__Exercise__. Rewrite every line from the one containing "Bounding boxes for mangled" down through the last line, putting "military" in place of "camouflage" and leaving everything else unchanged.

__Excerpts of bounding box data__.
· · ·

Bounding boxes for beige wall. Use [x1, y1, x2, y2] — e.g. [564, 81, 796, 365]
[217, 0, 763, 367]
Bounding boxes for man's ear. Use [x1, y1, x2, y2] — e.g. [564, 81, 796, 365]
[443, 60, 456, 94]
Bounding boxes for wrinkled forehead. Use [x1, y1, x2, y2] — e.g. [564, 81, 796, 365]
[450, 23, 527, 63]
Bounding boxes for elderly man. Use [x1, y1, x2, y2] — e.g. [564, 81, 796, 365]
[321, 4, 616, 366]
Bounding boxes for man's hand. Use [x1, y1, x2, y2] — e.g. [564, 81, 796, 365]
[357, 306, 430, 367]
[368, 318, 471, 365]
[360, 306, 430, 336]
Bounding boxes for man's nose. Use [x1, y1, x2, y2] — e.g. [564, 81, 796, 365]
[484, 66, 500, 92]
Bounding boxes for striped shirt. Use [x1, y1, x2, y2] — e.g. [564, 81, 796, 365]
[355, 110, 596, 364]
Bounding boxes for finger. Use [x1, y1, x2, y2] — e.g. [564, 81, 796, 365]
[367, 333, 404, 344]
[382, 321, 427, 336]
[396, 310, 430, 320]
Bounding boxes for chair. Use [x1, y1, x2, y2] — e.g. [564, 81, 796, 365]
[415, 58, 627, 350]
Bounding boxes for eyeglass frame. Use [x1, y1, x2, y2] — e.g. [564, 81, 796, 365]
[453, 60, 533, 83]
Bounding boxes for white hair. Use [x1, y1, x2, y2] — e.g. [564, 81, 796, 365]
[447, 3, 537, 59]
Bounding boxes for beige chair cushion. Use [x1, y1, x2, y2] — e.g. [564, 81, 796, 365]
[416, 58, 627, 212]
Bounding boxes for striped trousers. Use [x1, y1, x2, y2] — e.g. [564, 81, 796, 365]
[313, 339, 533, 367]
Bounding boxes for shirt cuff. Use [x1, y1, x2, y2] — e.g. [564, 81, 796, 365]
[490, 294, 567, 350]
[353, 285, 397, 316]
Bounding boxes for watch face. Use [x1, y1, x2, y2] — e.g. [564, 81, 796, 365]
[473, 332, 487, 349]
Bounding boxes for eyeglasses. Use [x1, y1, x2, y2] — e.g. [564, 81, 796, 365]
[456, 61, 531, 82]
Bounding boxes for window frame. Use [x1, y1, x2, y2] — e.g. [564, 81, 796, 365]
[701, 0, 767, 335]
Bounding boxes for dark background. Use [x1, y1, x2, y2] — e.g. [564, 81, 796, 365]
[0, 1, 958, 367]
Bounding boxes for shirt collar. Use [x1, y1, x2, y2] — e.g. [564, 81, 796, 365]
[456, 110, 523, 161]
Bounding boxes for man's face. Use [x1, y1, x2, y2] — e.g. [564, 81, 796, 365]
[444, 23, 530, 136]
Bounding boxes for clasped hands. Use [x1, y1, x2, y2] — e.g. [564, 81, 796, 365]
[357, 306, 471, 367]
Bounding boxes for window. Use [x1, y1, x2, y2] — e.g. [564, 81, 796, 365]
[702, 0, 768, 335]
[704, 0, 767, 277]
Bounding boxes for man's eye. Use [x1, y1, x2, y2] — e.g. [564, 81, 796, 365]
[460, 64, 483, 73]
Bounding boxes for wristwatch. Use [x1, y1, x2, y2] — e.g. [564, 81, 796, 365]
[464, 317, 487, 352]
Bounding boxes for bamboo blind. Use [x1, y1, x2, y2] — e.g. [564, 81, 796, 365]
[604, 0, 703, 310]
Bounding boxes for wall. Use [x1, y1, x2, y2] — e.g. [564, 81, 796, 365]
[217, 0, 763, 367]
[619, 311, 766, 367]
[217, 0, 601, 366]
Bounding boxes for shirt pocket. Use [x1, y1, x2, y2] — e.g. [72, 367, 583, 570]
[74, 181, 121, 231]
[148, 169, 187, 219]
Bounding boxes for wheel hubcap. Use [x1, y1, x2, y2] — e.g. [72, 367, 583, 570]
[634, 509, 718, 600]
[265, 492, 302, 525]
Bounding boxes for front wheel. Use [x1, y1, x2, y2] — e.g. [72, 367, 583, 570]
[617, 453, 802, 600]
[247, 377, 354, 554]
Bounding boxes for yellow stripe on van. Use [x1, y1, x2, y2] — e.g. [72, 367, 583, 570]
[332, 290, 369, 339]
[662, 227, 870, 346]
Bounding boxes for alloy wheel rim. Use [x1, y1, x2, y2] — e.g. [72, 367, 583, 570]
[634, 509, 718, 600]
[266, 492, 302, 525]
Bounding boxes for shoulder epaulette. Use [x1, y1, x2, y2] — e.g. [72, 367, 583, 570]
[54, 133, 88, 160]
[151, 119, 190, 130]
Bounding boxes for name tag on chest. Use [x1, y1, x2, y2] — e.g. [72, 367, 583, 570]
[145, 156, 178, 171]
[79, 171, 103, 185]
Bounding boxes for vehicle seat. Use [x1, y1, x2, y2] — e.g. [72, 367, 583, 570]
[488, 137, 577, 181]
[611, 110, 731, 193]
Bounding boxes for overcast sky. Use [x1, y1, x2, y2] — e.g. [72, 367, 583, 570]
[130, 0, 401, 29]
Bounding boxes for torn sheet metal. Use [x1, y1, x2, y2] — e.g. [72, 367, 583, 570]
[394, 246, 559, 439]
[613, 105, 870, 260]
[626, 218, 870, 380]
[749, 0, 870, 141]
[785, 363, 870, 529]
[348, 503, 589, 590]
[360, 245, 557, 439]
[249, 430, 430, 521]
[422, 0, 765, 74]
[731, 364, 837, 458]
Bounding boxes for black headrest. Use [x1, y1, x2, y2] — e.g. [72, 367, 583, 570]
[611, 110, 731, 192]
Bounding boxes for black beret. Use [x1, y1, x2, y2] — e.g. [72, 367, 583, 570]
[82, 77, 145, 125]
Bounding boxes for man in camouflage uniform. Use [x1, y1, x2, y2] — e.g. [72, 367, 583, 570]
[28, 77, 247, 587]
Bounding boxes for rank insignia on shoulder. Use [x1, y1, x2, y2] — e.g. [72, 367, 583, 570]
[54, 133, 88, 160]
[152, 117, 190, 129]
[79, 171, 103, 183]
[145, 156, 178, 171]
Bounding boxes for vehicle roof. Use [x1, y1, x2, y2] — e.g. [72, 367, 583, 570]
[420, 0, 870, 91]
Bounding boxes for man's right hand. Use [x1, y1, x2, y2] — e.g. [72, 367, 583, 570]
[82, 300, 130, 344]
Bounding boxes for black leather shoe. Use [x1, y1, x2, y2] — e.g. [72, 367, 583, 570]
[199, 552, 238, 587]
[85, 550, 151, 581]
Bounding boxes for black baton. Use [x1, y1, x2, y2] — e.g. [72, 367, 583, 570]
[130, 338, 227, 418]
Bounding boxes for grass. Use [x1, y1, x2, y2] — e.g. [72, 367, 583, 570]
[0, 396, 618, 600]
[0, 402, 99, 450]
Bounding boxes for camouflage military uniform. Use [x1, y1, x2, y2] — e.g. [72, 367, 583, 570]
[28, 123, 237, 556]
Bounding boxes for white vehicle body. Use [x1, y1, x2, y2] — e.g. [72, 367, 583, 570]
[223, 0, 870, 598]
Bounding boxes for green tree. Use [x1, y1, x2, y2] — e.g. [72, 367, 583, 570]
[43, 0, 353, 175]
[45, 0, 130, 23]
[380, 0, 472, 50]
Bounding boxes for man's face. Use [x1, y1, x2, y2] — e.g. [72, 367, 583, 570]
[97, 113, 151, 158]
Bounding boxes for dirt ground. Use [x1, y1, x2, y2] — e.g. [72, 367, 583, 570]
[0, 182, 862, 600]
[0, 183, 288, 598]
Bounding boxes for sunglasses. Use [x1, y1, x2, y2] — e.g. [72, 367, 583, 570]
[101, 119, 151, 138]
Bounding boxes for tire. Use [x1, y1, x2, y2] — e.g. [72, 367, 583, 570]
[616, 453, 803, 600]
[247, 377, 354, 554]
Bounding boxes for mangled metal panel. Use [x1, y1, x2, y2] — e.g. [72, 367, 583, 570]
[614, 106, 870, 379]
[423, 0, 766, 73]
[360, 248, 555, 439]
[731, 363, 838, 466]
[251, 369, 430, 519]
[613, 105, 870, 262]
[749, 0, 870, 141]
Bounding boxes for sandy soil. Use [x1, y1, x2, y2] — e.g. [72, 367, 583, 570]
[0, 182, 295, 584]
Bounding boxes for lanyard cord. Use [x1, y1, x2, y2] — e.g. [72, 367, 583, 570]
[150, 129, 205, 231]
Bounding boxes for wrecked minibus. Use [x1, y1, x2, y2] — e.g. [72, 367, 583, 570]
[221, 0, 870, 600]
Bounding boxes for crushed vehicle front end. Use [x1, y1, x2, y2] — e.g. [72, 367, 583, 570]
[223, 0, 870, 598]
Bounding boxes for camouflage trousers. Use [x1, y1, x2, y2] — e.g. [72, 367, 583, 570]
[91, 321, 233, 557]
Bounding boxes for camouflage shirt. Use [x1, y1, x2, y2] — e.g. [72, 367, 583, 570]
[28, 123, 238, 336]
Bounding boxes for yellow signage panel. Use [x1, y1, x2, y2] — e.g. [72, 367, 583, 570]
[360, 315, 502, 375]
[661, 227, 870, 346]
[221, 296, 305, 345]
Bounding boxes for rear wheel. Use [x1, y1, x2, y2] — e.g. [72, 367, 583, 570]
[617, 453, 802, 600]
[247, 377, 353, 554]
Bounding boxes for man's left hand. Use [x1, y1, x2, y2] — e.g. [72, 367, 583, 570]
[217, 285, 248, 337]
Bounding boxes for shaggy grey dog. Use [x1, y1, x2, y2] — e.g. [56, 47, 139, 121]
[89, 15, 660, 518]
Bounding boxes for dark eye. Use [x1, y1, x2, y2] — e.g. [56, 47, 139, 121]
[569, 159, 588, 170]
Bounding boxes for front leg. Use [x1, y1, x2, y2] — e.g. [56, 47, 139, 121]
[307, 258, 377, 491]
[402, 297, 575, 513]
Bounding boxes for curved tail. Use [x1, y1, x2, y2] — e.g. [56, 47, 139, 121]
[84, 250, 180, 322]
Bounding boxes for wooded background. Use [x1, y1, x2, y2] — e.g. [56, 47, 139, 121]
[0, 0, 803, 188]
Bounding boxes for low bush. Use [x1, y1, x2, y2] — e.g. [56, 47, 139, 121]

· · ·

__Response__.
Bounding boxes for mangled metal panel. Use [x1, y1, x2, y2] — e.g. [72, 367, 583, 570]
[614, 106, 870, 379]
[423, 0, 766, 73]
[360, 248, 555, 439]
[731, 363, 838, 466]
[251, 369, 430, 519]
[613, 105, 870, 262]
[749, 0, 870, 141]
Bounding boxes for sandy soil. Use [x1, y1, x2, y2] — e.g. [72, 367, 583, 570]
[0, 182, 295, 584]
Bounding boxes for lanyard cord. Use [x1, y1, x2, y2] — e.g. [72, 367, 583, 570]
[150, 129, 205, 231]
Bounding boxes for wrecked minibus. Use [x1, y1, x2, y2] — e.g. [72, 367, 583, 570]
[221, 0, 870, 600]
Bounding boxes for crushed vehicle front end. Use [x1, y1, x2, y2] — e.g. [72, 367, 583, 570]
[223, 0, 870, 598]
Bounding boxes for military trousers. Use [x1, y1, x2, y2] — e.g. [72, 367, 583, 570]
[91, 321, 233, 557]
Bounding boxes for military shirt. Use [x1, y1, x2, y2] — e.g. [72, 367, 583, 570]
[28, 123, 238, 336]
Bounding boxes for yellow signage panel. Use [x1, y1, x2, y2] — e.g. [72, 367, 583, 570]
[360, 315, 502, 375]
[661, 227, 870, 346]
[221, 296, 305, 345]
Bounding boxes for rear wheel. Use [x1, y1, x2, y2] — e.g. [72, 367, 583, 570]
[617, 453, 802, 600]
[247, 377, 353, 554]
Bounding boxes for man's left hand. Use [x1, y1, x2, y2] — e.g. [72, 367, 583, 570]
[217, 285, 248, 337]
Bounding boxes for shaggy grey dog. Use [x1, y1, x2, y2] — e.g. [56, 47, 139, 121]
[89, 15, 660, 518]
Bounding boxes for dark eye. Use [x1, y1, x2, y2] — e.g. [56, 47, 139, 121]
[569, 159, 588, 170]
Bounding boxes for front leg. Use [x1, y1, x2, y2] — e.g. [56, 47, 139, 121]
[307, 258, 377, 491]
[402, 297, 575, 513]
Bounding boxes for curved tail. Use [x1, y1, x2, y2] — e.g. [56, 47, 139, 121]
[84, 250, 180, 322]
Bounding boxes for wooded background. Use [x1, y1, x2, y2] — e.g. [56, 47, 139, 121]
[0, 0, 803, 188]
Bounding boxes for low bush. Use [x1, y1, x2, y2] — e.g. [56, 47, 139, 121]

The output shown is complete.